= CHALLENGE =
Starting at the line that contains "green leaf, place", copy each line through the final one exactly as written.

Coordinate annotation entries
>>>>>

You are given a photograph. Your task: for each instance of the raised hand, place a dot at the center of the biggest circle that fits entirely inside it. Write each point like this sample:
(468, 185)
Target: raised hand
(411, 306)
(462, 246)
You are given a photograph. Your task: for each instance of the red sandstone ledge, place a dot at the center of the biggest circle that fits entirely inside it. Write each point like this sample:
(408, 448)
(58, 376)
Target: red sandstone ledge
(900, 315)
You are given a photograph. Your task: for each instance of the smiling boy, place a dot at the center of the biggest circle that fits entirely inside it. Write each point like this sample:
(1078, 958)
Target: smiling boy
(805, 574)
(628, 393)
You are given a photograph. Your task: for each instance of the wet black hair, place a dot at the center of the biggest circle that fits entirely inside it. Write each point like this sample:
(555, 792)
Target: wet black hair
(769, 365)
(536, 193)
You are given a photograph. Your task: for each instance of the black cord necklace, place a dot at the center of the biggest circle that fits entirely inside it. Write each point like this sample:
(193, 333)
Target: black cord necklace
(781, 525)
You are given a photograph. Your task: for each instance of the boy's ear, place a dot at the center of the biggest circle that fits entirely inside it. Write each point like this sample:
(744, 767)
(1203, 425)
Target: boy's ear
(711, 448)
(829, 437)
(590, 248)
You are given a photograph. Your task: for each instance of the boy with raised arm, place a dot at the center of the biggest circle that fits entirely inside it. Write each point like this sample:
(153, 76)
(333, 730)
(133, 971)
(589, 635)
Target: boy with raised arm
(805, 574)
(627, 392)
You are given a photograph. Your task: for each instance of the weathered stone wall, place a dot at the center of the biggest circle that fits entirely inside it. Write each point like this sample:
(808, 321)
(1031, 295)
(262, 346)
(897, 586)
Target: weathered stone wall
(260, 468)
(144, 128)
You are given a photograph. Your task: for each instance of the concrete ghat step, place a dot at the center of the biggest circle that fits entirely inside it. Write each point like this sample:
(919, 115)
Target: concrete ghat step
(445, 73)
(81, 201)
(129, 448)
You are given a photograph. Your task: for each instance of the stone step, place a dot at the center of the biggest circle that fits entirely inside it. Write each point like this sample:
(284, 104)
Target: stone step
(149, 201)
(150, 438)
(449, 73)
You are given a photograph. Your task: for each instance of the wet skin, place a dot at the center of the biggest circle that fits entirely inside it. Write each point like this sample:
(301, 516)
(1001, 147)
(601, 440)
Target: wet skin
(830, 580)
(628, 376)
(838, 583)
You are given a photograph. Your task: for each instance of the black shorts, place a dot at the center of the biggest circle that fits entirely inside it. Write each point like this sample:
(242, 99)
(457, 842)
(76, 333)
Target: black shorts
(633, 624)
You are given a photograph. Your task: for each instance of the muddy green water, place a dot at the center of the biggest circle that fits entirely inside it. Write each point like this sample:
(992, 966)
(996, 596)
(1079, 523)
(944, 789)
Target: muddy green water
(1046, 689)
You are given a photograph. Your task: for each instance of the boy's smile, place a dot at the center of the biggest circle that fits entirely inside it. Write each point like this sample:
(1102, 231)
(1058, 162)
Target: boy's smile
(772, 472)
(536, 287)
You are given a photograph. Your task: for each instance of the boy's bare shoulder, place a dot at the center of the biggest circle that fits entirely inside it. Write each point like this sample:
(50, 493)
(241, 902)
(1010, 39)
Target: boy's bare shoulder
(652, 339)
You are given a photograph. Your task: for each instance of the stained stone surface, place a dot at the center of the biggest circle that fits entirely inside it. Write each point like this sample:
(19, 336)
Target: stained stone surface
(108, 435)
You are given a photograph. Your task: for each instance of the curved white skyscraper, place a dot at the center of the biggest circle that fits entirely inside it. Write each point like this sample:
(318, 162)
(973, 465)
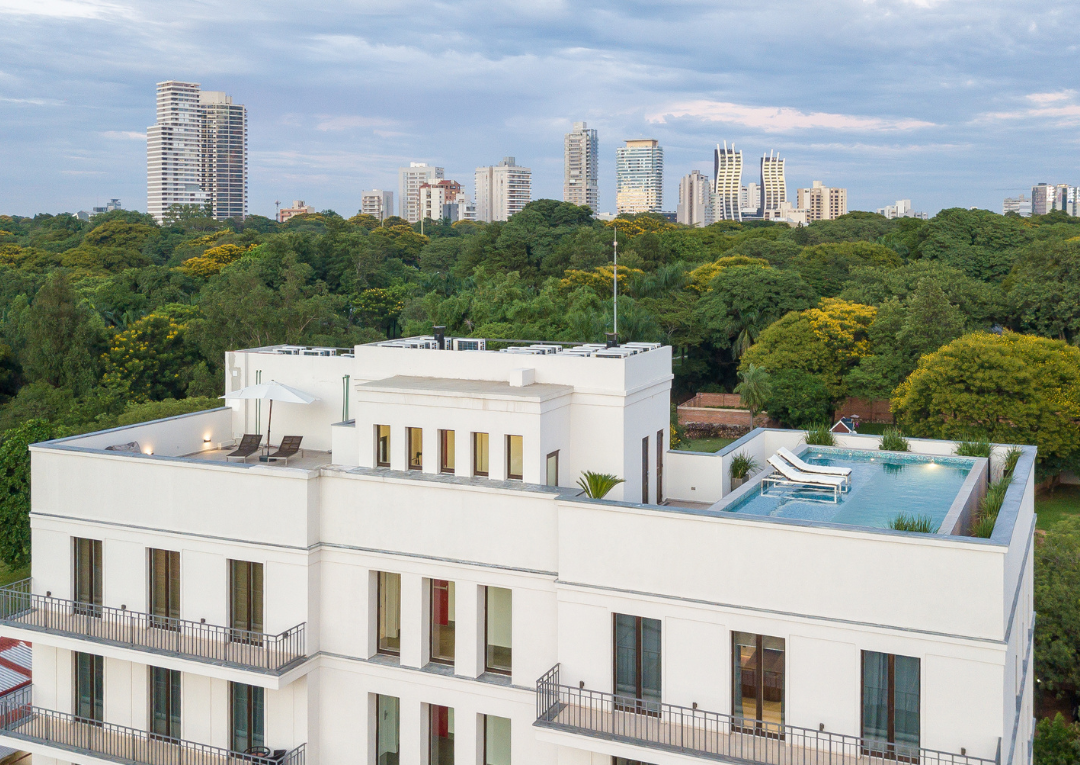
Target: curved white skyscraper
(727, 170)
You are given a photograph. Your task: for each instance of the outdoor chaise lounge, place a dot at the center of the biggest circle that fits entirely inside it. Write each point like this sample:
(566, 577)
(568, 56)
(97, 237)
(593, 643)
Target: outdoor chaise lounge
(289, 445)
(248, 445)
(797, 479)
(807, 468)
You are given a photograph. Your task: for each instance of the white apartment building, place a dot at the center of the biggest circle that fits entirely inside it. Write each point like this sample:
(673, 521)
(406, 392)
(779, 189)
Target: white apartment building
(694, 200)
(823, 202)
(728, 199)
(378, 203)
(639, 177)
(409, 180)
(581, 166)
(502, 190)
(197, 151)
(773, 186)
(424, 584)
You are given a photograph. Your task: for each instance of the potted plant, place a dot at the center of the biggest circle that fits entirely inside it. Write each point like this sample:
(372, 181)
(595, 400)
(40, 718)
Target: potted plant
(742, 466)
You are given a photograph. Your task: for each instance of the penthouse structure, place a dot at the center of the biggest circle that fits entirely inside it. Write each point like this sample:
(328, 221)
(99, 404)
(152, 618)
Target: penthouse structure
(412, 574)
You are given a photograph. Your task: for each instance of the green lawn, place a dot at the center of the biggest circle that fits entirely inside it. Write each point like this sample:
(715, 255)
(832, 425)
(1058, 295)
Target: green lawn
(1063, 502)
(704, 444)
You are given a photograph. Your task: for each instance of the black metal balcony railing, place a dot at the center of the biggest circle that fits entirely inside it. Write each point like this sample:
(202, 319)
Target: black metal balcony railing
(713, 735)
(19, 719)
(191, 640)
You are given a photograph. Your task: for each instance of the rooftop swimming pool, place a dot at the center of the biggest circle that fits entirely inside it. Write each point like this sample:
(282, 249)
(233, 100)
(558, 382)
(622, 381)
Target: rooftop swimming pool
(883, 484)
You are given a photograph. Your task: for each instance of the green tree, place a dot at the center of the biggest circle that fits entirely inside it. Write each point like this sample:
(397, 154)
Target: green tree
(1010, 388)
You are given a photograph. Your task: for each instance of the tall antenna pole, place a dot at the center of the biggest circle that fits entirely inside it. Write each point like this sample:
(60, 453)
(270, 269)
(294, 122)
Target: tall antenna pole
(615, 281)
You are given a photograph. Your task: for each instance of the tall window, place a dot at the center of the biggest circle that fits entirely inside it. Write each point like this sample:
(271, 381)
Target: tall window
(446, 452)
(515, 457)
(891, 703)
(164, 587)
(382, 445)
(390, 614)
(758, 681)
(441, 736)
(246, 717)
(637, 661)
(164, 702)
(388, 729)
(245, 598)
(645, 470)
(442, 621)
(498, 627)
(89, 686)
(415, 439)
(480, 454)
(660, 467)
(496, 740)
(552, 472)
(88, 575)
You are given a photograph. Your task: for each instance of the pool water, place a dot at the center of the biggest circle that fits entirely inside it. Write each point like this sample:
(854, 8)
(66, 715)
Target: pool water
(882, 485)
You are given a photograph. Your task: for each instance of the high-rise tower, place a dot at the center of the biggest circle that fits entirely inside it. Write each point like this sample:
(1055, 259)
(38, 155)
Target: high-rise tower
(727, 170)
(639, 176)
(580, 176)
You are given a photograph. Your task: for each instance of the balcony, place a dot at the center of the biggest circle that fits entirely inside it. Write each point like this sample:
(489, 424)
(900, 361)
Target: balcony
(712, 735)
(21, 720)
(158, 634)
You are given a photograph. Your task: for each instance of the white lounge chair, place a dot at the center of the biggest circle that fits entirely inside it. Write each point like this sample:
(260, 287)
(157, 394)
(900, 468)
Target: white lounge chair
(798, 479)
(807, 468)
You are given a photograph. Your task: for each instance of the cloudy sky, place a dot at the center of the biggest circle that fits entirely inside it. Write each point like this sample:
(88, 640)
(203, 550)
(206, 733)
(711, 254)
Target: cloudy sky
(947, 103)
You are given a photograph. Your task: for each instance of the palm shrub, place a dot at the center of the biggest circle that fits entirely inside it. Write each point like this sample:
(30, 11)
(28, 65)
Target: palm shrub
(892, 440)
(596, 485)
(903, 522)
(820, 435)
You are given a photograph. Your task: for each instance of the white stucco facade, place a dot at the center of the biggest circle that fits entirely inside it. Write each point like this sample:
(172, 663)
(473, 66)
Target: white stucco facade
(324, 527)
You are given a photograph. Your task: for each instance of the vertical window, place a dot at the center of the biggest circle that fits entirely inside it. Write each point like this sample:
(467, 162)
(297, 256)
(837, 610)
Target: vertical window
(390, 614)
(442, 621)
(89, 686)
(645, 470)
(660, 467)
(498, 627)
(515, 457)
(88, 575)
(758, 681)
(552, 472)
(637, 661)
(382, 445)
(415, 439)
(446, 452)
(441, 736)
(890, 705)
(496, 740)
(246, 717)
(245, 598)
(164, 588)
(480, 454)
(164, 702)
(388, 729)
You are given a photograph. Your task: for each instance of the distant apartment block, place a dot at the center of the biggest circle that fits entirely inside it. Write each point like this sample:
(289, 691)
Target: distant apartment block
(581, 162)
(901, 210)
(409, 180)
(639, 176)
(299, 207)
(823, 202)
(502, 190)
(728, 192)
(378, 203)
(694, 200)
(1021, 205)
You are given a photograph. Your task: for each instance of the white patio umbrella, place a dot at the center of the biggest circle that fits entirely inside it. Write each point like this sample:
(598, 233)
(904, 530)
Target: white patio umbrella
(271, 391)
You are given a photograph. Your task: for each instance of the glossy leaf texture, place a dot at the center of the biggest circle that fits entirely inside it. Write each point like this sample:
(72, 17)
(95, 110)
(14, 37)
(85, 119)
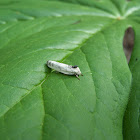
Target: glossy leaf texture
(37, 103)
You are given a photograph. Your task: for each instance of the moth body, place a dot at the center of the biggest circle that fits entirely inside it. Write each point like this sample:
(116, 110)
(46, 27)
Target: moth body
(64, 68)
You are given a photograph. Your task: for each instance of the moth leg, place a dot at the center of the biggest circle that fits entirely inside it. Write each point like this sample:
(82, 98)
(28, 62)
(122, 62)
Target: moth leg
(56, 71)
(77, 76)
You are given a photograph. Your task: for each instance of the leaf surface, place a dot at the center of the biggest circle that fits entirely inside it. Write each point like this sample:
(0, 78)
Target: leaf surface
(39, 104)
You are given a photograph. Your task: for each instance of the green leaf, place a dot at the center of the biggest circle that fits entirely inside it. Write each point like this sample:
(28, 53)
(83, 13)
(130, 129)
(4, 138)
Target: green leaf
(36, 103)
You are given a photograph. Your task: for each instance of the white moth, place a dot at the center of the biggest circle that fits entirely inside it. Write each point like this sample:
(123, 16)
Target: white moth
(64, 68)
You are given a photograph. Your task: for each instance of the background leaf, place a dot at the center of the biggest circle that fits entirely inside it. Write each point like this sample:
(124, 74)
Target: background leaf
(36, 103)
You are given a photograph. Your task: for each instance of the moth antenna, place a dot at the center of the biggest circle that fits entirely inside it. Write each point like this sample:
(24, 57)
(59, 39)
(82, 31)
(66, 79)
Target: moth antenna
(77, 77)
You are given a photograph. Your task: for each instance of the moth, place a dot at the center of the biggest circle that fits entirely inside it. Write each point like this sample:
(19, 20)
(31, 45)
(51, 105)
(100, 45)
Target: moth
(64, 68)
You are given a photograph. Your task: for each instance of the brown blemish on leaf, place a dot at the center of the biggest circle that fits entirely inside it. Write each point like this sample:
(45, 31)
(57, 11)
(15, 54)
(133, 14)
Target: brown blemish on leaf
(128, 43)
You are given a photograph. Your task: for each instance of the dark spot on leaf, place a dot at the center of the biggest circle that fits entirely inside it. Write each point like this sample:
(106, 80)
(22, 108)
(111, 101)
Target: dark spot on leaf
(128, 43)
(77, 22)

<<<<<

= THE REPLY =
You are given a photograph. Your task: for each instance of the green leaf, place a dot at the center of the biggest circle that fits entirely inside it. Write each point like this sample:
(28, 53)
(83, 13)
(130, 129)
(4, 138)
Target: green leaf
(36, 103)
You are given a photograph. Your task: for each instance of the white moth, place a dot at the center of the biggest circle that fits entirely inside it. Write each point like this sample:
(123, 16)
Target: white moth
(64, 68)
You are given a photograph. Your task: for each instance of the background leaf, place a dot at the center of the biggest circle that fits entirely inside it. Write each point like this sample:
(124, 74)
Target: background leaf
(36, 103)
You are given a photograph. Your task: for each instance of the moth antenna, place a dot at the center of the biggest circle that fits entirely inside it. Write each point like this sample:
(24, 57)
(59, 39)
(82, 31)
(66, 79)
Target: moth antenna
(77, 77)
You are given a photograph. Your task: for each instance of the moth, place a dot at the center of the biggest circle that fits entirely inside it. Write each point like this sample:
(19, 20)
(31, 45)
(51, 105)
(100, 45)
Target: moth
(64, 68)
You are given a photograph. Your task: for each instance of the brown blemish on leaf, place a dot at the center of the biggest circle that fits entirely inside it. Write each point like this sample:
(45, 31)
(57, 11)
(15, 54)
(133, 14)
Target: brown blemish on leaf
(128, 43)
You are given a photograph. Your task: for each instance of the dark spot on leaf, place a dot at the center of the biggest circle that fits entirely inside it. Write each point like this sample:
(106, 80)
(22, 108)
(111, 101)
Target: dark spot on leaf
(128, 43)
(77, 22)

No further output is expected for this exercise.